"""

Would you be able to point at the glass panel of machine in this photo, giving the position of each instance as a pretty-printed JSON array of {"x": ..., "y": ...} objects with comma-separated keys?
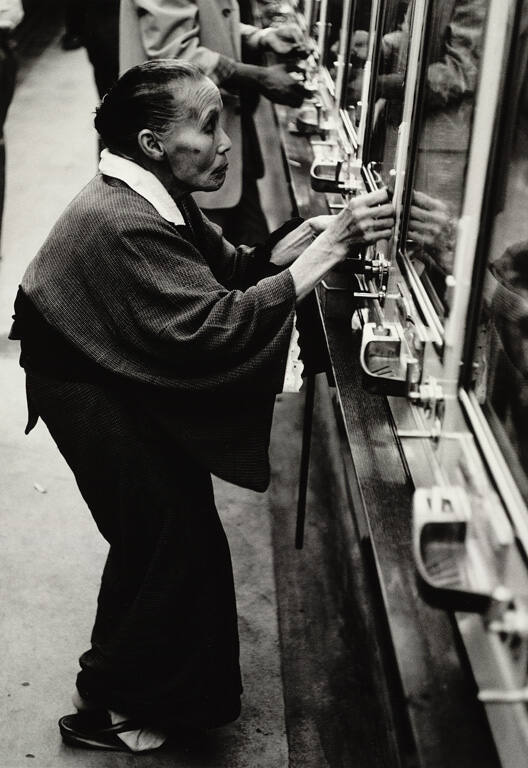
[
  {"x": 389, "y": 88},
  {"x": 451, "y": 67},
  {"x": 358, "y": 53},
  {"x": 501, "y": 357}
]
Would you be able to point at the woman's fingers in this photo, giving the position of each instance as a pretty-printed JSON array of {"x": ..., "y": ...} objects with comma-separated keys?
[
  {"x": 375, "y": 235},
  {"x": 378, "y": 197},
  {"x": 382, "y": 211}
]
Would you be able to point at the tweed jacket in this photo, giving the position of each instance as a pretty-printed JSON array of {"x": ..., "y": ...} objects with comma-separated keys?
[
  {"x": 175, "y": 308},
  {"x": 208, "y": 33}
]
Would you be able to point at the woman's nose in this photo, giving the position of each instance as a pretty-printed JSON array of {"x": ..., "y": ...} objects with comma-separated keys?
[{"x": 225, "y": 143}]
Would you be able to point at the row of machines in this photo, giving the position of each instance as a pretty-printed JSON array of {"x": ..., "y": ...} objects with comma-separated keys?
[{"x": 429, "y": 99}]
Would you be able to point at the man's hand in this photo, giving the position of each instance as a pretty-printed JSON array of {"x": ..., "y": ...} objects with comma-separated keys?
[
  {"x": 284, "y": 40},
  {"x": 279, "y": 87},
  {"x": 432, "y": 227}
]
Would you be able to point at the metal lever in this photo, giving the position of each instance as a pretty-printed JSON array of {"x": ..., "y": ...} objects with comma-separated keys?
[{"x": 495, "y": 696}]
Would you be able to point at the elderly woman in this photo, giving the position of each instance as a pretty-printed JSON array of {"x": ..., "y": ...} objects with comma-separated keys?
[{"x": 153, "y": 351}]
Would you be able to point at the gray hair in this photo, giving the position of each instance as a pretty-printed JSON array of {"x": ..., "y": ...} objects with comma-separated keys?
[{"x": 143, "y": 97}]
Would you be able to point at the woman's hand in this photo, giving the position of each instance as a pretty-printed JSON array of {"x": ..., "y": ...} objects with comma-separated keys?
[
  {"x": 432, "y": 227},
  {"x": 366, "y": 219}
]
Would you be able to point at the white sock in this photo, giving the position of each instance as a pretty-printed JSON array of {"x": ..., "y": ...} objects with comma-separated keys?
[{"x": 140, "y": 740}]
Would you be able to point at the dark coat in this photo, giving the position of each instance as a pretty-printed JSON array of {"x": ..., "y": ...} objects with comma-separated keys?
[{"x": 177, "y": 309}]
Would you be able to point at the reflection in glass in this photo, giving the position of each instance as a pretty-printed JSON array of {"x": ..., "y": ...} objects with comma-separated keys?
[
  {"x": 452, "y": 62},
  {"x": 334, "y": 15},
  {"x": 390, "y": 87},
  {"x": 501, "y": 360},
  {"x": 358, "y": 52}
]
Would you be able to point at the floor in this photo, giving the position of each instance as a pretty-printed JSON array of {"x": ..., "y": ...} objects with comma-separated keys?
[{"x": 52, "y": 554}]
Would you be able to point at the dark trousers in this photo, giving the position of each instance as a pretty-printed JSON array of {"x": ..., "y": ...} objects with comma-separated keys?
[
  {"x": 8, "y": 69},
  {"x": 165, "y": 640}
]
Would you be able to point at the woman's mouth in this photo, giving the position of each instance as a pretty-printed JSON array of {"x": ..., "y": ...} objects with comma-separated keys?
[{"x": 219, "y": 171}]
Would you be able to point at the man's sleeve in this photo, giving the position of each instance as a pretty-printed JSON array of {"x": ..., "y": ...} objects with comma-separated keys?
[{"x": 170, "y": 29}]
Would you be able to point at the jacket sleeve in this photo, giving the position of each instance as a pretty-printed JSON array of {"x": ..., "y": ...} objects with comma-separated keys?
[
  {"x": 242, "y": 266},
  {"x": 170, "y": 29},
  {"x": 160, "y": 297}
]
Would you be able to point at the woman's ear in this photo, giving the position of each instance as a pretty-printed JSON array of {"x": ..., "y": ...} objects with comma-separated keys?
[{"x": 150, "y": 145}]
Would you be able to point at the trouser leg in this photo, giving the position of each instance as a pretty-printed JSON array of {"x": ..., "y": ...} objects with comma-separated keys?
[{"x": 165, "y": 640}]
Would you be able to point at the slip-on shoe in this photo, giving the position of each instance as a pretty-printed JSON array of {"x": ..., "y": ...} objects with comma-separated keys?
[{"x": 94, "y": 730}]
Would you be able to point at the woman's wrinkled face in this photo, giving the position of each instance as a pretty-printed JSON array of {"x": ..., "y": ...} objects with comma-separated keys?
[{"x": 196, "y": 148}]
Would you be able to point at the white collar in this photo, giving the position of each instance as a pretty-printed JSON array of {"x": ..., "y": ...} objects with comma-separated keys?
[{"x": 143, "y": 182}]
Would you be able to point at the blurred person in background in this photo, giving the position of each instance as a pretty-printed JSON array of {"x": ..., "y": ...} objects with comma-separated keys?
[
  {"x": 11, "y": 14},
  {"x": 73, "y": 16},
  {"x": 210, "y": 34}
]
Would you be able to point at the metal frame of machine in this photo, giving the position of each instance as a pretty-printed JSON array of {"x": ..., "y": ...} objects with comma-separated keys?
[{"x": 470, "y": 519}]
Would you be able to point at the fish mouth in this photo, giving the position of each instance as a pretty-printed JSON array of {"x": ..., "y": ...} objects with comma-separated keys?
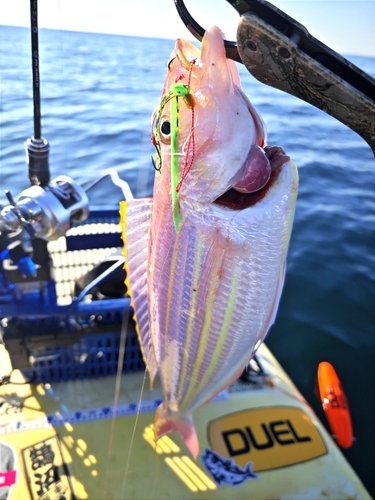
[{"x": 238, "y": 201}]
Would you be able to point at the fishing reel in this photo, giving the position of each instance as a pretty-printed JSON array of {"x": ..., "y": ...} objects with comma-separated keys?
[
  {"x": 38, "y": 215},
  {"x": 46, "y": 212}
]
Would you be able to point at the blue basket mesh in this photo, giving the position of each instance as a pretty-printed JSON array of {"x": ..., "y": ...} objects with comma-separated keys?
[{"x": 94, "y": 355}]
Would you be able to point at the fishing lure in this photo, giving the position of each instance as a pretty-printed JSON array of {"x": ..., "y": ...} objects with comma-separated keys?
[{"x": 178, "y": 90}]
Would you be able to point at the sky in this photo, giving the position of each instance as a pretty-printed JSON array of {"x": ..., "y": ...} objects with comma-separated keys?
[{"x": 347, "y": 26}]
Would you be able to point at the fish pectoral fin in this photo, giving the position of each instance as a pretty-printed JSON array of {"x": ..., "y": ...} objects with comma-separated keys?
[
  {"x": 135, "y": 223},
  {"x": 164, "y": 425}
]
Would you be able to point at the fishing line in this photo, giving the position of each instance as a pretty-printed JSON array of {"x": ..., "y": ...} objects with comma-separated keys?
[
  {"x": 133, "y": 434},
  {"x": 120, "y": 364}
]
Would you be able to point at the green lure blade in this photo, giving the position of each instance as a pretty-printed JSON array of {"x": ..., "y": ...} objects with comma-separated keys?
[{"x": 177, "y": 90}]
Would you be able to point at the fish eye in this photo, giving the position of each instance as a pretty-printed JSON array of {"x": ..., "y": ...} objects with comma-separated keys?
[{"x": 165, "y": 130}]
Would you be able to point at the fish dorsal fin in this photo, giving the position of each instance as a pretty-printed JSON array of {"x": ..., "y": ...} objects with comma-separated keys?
[{"x": 135, "y": 224}]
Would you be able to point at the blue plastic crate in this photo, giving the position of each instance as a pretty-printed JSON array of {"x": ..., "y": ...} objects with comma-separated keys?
[{"x": 94, "y": 355}]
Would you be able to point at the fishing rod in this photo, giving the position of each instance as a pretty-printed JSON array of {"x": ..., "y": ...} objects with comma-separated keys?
[
  {"x": 280, "y": 52},
  {"x": 37, "y": 148}
]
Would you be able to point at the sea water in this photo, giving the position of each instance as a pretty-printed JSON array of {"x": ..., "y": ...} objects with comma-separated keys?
[{"x": 98, "y": 92}]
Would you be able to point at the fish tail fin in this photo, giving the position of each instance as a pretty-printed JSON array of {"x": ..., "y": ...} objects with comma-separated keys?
[{"x": 164, "y": 425}]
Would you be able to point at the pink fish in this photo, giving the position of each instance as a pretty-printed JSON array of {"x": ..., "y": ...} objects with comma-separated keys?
[{"x": 206, "y": 256}]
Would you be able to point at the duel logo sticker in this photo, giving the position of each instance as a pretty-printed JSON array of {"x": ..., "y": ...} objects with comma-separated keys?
[{"x": 269, "y": 437}]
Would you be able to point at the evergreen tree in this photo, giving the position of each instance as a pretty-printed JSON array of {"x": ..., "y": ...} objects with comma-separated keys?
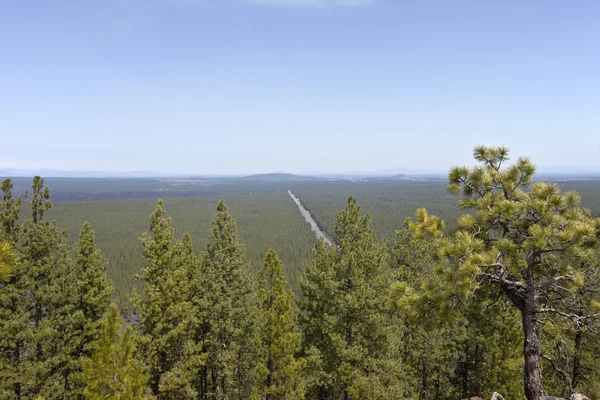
[
  {"x": 278, "y": 371},
  {"x": 528, "y": 245},
  {"x": 165, "y": 307},
  {"x": 83, "y": 310},
  {"x": 454, "y": 349},
  {"x": 95, "y": 289},
  {"x": 345, "y": 320},
  {"x": 228, "y": 324},
  {"x": 14, "y": 320},
  {"x": 112, "y": 371},
  {"x": 50, "y": 285},
  {"x": 8, "y": 259},
  {"x": 47, "y": 307}
]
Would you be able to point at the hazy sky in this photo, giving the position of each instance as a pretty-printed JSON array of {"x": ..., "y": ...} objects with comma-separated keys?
[{"x": 249, "y": 86}]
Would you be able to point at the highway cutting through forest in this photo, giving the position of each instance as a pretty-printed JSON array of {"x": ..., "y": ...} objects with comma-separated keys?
[{"x": 310, "y": 219}]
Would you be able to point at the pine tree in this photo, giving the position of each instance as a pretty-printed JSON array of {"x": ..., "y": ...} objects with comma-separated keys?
[
  {"x": 50, "y": 285},
  {"x": 8, "y": 259},
  {"x": 228, "y": 326},
  {"x": 278, "y": 371},
  {"x": 82, "y": 310},
  {"x": 46, "y": 324},
  {"x": 532, "y": 246},
  {"x": 165, "y": 307},
  {"x": 14, "y": 320},
  {"x": 345, "y": 314},
  {"x": 112, "y": 371},
  {"x": 95, "y": 289}
]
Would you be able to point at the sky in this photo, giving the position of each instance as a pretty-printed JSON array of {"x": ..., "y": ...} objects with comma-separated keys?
[{"x": 255, "y": 86}]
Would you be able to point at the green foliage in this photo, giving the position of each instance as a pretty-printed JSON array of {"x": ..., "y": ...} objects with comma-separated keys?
[
  {"x": 112, "y": 371},
  {"x": 8, "y": 259},
  {"x": 345, "y": 322},
  {"x": 165, "y": 306},
  {"x": 279, "y": 374},
  {"x": 50, "y": 306},
  {"x": 228, "y": 325},
  {"x": 529, "y": 245}
]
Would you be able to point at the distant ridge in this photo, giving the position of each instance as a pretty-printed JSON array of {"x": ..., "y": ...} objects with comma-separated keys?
[
  {"x": 280, "y": 176},
  {"x": 55, "y": 173}
]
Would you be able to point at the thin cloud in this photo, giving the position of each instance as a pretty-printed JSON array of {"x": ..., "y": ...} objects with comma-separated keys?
[
  {"x": 312, "y": 3},
  {"x": 281, "y": 3}
]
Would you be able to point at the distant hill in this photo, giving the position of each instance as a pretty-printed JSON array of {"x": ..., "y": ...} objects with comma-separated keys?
[
  {"x": 401, "y": 177},
  {"x": 53, "y": 173},
  {"x": 279, "y": 176}
]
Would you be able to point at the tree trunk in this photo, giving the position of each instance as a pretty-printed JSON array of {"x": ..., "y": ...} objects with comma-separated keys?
[
  {"x": 577, "y": 360},
  {"x": 533, "y": 369}
]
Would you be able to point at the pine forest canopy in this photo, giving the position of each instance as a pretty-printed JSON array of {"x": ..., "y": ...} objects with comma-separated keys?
[{"x": 501, "y": 294}]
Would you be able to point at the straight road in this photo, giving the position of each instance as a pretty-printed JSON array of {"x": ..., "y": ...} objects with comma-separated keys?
[{"x": 310, "y": 219}]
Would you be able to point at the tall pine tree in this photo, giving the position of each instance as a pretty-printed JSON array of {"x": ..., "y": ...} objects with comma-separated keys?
[
  {"x": 112, "y": 371},
  {"x": 279, "y": 373},
  {"x": 228, "y": 322},
  {"x": 165, "y": 307},
  {"x": 345, "y": 314}
]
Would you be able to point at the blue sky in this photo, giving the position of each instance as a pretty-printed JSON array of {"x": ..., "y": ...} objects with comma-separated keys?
[{"x": 250, "y": 86}]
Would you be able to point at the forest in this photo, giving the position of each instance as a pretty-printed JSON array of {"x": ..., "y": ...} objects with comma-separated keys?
[{"x": 485, "y": 284}]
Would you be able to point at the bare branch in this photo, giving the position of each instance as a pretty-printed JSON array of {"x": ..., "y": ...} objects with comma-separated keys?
[{"x": 554, "y": 281}]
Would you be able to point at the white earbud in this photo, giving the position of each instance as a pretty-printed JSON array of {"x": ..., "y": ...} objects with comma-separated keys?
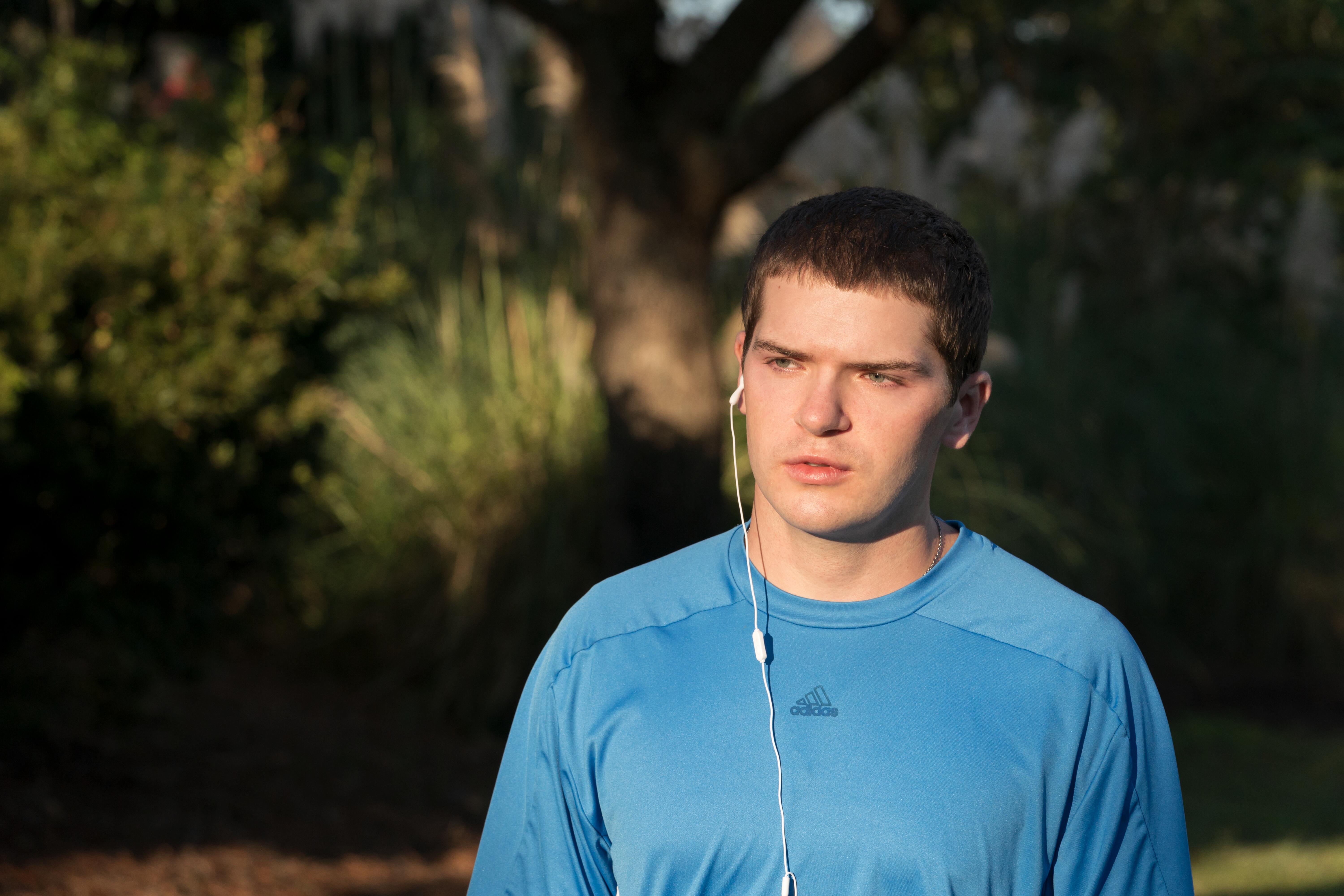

"""

### Work required
Gather every line of the material above that contains the word "dark". Treat uppercase and lowercase letters as different.

### Answer for the task
Would you be able to point at the dark coat in this photo, giving the position of each instance as a pretty-printed JSON array of {"x": ..., "y": ...} objects with comma-separated keys?
Would you be able to point at the dark trousers in this photo, giving the position of each instance as a pretty-printed JSON array of {"x": ..., "y": ...} objects with comma-separated keys?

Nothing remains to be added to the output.